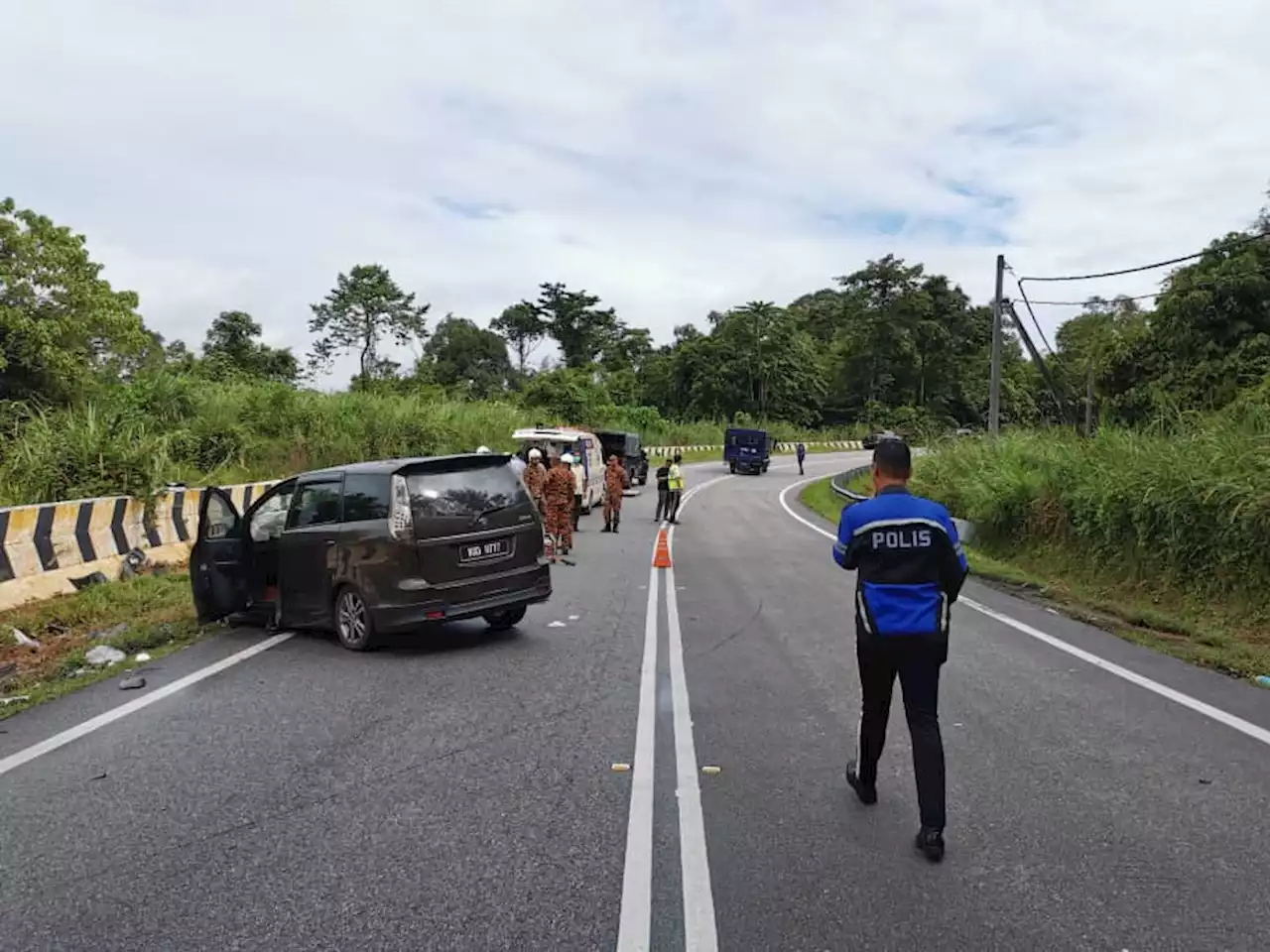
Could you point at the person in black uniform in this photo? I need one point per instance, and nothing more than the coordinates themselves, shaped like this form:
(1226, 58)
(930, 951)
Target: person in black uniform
(663, 492)
(910, 569)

┄┄┄┄┄┄

**YOUR TASK**
Copy each of the entries above verbatim, omitting the pictures.

**RESULT FOR THIS TASK**
Could you point at the person in black uniform in this photo? I need one point per instance, and nothing more than the coordinates themselves, shaped like this form:
(1226, 58)
(930, 951)
Target: person in black uniform
(663, 492)
(910, 569)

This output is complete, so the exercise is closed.